> [Exercise objective] Please show each line below that contains the word "target".

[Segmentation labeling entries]
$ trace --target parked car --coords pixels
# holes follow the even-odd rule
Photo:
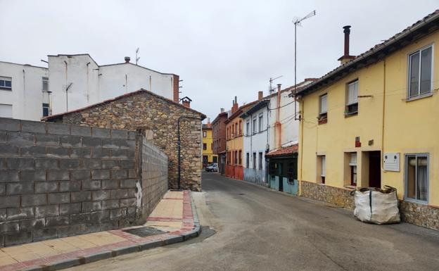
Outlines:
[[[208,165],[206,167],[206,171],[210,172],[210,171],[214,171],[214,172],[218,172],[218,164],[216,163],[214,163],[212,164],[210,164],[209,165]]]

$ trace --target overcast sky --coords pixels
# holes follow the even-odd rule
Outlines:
* * *
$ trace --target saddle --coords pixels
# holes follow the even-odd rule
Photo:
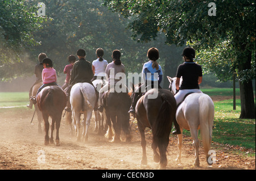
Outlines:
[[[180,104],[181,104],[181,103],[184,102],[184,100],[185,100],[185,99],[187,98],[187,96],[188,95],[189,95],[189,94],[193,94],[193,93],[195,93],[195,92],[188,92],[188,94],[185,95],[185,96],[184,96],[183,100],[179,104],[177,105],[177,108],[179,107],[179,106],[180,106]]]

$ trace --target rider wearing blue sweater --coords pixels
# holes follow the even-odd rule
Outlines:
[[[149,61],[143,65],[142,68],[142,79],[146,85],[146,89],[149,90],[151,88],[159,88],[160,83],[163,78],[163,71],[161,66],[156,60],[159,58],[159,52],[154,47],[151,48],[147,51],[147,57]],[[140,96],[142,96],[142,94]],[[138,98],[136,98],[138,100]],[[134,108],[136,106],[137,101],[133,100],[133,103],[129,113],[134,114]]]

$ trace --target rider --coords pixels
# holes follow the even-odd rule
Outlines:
---
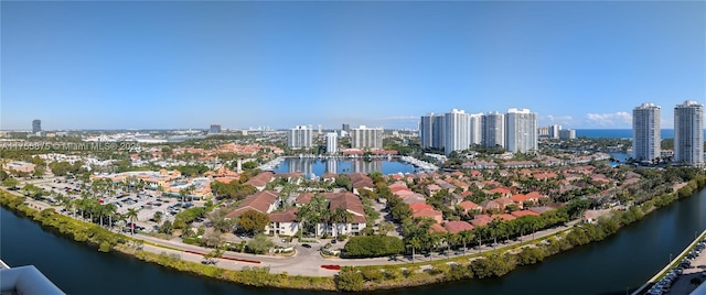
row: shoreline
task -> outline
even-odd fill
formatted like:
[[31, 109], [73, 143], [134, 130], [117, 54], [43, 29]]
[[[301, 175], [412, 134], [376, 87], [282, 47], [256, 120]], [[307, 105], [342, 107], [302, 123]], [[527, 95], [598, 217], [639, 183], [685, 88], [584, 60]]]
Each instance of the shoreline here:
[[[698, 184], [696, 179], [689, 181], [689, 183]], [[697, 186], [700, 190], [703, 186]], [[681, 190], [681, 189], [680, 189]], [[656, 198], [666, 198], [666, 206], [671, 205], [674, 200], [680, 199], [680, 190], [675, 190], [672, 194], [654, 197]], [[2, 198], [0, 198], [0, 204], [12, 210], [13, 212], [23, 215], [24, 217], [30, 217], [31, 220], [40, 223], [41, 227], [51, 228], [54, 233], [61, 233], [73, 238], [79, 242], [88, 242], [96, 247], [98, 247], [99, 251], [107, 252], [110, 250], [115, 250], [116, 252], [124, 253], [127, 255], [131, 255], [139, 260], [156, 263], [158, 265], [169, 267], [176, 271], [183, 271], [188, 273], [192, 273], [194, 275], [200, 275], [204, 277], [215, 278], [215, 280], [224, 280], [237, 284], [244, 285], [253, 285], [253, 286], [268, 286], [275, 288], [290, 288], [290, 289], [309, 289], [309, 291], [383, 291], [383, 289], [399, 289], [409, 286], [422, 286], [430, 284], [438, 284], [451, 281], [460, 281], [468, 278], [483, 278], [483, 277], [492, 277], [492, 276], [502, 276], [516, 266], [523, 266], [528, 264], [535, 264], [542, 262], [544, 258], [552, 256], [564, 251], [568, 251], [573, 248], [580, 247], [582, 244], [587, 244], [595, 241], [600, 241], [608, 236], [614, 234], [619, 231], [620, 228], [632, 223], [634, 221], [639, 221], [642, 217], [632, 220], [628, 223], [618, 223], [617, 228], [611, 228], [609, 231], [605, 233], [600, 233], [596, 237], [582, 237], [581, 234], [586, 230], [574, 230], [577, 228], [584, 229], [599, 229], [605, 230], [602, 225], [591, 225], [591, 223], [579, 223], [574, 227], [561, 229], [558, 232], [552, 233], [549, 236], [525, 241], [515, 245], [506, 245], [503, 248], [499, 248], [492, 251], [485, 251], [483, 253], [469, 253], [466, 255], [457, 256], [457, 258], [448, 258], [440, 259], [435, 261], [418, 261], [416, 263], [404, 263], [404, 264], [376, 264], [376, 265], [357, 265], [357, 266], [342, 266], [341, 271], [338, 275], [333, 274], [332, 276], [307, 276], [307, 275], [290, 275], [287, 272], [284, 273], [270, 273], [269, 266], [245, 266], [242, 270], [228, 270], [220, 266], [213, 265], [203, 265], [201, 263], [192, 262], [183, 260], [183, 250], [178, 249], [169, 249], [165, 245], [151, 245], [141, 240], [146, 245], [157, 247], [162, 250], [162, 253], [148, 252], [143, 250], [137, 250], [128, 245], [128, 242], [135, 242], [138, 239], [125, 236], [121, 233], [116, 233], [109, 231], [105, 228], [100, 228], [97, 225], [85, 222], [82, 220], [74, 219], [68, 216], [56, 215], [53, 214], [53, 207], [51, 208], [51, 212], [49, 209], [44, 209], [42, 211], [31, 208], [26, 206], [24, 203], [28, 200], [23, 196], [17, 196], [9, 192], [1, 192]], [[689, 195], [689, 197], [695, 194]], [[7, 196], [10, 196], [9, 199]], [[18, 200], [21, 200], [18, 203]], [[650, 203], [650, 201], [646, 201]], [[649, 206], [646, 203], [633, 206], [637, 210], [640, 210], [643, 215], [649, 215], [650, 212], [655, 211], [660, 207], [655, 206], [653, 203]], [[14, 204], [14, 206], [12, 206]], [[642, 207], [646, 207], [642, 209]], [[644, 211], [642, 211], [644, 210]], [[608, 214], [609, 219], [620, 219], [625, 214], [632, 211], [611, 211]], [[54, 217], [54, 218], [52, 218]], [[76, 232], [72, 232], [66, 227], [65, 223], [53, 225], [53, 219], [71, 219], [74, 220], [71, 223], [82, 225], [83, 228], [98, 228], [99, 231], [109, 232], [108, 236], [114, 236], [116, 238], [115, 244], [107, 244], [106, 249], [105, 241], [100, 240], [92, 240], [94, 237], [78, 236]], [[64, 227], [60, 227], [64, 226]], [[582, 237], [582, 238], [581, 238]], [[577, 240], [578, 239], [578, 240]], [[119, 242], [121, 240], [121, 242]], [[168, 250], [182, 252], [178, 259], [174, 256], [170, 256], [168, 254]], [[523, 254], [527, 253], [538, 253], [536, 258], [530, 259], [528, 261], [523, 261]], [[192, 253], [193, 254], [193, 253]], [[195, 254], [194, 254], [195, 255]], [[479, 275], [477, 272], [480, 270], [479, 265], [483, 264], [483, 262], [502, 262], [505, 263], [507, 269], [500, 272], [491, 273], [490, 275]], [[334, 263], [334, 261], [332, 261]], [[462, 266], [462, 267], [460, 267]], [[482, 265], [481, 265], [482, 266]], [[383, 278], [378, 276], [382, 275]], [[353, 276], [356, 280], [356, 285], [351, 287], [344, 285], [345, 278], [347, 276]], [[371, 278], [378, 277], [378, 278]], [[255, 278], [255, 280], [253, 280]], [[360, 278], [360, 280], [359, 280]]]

> [Answer to the exercise]
$ trace --target parked car --coords pixels
$ trace --target overcast sky --coords pixels
$ trace --target saddle --coords pixels
$ trace --target rider wearing blue sweater --coords pixels
$ trace --target rider --coords pixels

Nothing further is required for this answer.